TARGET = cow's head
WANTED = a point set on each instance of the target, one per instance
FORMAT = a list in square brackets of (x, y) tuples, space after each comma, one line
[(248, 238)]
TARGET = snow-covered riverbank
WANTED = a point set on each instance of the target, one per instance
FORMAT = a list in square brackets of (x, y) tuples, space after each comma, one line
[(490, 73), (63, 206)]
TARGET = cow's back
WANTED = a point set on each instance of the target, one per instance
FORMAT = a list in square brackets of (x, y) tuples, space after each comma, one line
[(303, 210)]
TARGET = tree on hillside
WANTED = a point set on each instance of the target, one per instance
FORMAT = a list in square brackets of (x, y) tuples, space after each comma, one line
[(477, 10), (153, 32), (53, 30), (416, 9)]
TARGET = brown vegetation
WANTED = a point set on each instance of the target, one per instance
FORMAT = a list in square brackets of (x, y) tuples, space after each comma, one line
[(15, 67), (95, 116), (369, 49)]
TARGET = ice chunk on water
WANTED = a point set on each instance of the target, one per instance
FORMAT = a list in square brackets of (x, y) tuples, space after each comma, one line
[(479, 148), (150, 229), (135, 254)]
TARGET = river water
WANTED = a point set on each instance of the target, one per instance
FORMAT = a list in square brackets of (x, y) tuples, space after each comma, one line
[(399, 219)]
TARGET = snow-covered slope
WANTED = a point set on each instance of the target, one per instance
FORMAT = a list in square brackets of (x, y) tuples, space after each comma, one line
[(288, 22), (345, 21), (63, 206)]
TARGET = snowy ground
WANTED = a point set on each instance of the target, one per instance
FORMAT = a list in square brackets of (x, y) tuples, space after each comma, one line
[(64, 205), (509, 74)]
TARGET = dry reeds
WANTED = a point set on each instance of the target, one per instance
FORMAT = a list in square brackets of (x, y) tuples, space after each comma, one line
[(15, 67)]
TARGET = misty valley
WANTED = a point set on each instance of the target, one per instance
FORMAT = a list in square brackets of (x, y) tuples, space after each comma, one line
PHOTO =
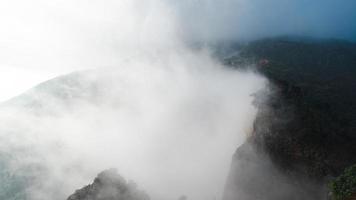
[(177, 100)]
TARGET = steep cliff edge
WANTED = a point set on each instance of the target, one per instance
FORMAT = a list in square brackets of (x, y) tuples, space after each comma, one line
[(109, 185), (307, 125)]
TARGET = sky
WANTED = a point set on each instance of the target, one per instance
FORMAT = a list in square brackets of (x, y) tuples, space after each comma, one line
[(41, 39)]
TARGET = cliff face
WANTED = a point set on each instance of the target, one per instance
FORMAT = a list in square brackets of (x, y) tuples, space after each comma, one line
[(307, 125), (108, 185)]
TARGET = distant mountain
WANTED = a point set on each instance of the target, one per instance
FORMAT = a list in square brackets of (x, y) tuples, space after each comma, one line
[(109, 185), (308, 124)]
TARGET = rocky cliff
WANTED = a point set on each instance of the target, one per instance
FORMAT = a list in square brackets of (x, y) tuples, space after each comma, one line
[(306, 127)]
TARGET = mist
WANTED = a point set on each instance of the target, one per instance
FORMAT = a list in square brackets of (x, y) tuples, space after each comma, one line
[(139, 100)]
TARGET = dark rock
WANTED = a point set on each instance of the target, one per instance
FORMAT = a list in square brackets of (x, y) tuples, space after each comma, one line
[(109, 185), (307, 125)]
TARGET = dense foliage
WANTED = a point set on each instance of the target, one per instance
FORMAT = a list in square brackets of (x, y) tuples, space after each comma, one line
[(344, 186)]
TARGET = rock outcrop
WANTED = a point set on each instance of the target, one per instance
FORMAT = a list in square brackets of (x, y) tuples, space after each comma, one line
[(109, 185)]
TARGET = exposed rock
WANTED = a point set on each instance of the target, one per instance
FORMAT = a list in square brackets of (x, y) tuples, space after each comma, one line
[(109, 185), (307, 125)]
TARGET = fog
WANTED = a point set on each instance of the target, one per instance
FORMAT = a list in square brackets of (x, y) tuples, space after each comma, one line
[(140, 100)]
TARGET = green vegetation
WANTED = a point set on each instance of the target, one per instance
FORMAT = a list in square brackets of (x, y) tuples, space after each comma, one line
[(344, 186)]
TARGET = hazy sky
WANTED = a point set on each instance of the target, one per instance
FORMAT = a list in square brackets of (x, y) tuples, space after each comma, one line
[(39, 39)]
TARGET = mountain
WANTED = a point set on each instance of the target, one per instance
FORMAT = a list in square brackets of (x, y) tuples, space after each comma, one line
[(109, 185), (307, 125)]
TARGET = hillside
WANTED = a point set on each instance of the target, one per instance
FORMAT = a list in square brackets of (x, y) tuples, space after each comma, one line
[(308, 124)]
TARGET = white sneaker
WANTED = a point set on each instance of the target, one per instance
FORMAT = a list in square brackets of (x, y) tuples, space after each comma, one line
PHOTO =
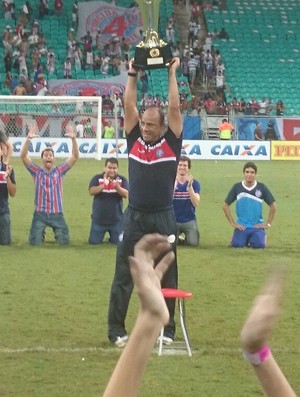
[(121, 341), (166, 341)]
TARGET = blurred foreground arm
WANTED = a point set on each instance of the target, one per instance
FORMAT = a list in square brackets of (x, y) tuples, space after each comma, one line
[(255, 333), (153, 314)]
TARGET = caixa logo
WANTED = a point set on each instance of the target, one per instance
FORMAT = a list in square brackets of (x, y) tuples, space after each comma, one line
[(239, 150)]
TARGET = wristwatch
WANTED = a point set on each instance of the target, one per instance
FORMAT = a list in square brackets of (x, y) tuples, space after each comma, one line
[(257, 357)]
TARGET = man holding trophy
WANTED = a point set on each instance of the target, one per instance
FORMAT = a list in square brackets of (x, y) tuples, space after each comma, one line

..........

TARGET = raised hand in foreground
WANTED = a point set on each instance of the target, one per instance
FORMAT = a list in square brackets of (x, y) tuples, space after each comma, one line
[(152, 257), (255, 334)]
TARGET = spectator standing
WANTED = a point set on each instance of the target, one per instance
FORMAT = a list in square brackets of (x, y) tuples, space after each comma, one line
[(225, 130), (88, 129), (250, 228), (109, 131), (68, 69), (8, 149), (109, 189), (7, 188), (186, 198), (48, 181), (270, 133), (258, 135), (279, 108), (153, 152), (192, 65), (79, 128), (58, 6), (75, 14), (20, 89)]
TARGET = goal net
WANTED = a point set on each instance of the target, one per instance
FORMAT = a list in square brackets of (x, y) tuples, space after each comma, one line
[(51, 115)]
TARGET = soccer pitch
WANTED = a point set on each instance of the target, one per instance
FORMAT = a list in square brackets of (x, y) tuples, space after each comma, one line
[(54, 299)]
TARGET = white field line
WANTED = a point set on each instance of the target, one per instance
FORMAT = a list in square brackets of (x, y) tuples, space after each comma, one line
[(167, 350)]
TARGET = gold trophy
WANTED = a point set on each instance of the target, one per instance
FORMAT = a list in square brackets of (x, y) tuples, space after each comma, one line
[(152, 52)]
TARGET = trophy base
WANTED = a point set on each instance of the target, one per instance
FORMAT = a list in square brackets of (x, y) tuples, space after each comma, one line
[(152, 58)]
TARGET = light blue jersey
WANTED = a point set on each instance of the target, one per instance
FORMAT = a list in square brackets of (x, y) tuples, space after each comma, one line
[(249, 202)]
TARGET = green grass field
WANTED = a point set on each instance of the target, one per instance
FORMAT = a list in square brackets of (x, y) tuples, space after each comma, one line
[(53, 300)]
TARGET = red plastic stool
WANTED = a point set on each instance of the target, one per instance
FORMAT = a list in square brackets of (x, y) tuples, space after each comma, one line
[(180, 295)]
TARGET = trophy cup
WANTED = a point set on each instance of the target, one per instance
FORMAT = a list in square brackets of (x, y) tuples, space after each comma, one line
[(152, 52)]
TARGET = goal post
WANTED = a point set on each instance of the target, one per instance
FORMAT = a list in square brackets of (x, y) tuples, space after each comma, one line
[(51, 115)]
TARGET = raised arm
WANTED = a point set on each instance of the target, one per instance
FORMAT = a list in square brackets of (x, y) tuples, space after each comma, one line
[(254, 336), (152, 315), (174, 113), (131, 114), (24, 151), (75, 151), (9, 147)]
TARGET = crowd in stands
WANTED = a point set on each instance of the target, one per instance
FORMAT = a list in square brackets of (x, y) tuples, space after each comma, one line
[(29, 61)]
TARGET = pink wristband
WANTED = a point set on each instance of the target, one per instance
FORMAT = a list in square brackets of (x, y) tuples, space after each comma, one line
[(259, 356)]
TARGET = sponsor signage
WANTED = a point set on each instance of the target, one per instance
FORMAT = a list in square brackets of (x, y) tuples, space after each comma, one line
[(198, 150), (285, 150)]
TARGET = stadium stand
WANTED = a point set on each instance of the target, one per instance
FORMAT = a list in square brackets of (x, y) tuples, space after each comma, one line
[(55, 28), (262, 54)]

..........

§ **WRITTEN EXERCISE**
Please rewrite the part of the listing above that opens with the line containing "TARGET = cow's head" and closes with the line containing "[(248, 238)]" as a numbered list, leaving out any blank lines.

§ **RESULT FOR THIS EXERCISE**
1. TARGET = cow's head
2. WANTED = a point set on each instance of the target, one per instance
3. FORMAT = a list in square brackets of (x, y) tuples, space after each comma, one line
4. [(248, 238)]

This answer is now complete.